● TASK DETAILS:
From the entries below, transcribe exactly the lines between the line holding "of the headlight" and the line holding "of the person", inclusive; skip all other lines.

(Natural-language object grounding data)
"""
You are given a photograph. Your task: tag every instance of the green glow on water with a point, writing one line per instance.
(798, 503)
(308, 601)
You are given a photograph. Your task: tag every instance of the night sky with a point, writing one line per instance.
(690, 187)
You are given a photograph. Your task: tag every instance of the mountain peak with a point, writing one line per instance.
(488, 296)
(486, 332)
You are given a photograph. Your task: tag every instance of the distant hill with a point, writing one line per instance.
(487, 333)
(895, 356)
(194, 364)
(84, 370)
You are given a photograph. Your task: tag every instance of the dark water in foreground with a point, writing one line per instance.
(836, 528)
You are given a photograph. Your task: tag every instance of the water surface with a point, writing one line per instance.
"""
"""
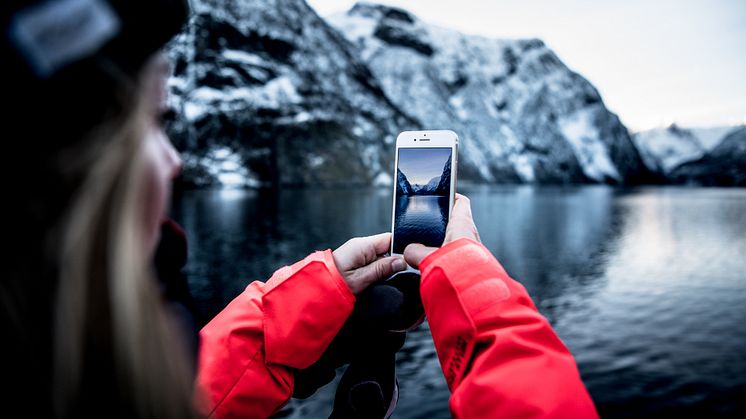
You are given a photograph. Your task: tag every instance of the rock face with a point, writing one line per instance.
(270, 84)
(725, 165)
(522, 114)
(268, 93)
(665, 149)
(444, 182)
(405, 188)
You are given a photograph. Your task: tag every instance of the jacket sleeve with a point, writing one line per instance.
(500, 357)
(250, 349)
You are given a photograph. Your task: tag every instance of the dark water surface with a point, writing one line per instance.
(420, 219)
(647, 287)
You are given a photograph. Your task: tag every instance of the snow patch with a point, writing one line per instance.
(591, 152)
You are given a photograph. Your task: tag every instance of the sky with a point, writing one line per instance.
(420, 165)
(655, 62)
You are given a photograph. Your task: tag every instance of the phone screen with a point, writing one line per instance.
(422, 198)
"""
"""
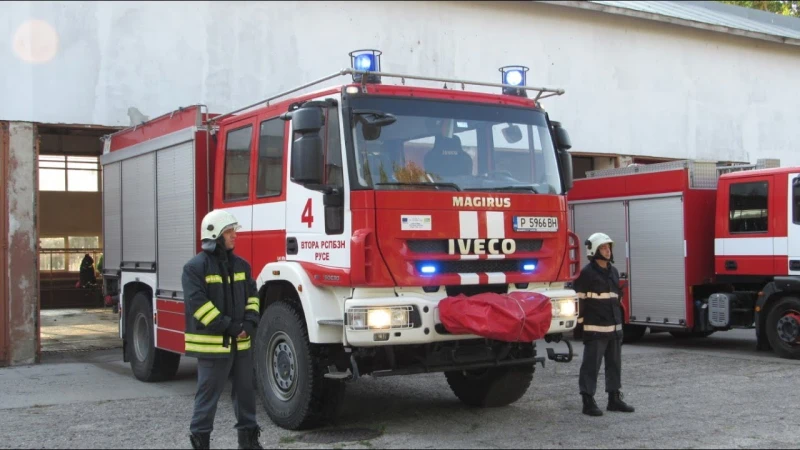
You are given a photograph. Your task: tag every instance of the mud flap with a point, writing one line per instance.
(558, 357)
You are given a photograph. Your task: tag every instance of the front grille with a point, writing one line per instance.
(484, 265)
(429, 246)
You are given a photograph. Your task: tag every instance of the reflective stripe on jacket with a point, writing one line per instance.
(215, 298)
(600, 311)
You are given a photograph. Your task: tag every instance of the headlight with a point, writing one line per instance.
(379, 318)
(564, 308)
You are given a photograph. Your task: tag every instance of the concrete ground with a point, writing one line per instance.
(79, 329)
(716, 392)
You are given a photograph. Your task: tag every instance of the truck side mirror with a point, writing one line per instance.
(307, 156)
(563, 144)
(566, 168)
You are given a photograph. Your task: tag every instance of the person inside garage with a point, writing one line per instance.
"""
● ANSWER AREA:
You are given a photograph. Your task: tag every instance of the headlight with a point, writing one line per instance.
(379, 318)
(564, 308)
You are given a photograph. Your task: tag every instance of the concrete ground with a point, writing one line per instance.
(79, 329)
(716, 392)
You are given a photograph. Your task: tag every instance of the truck side mirror with a point, writing one line per instance.
(307, 156)
(563, 144)
(566, 168)
You are given a photograph. Your task: tag every instance of the person inside garage with a point, writing one line per instance.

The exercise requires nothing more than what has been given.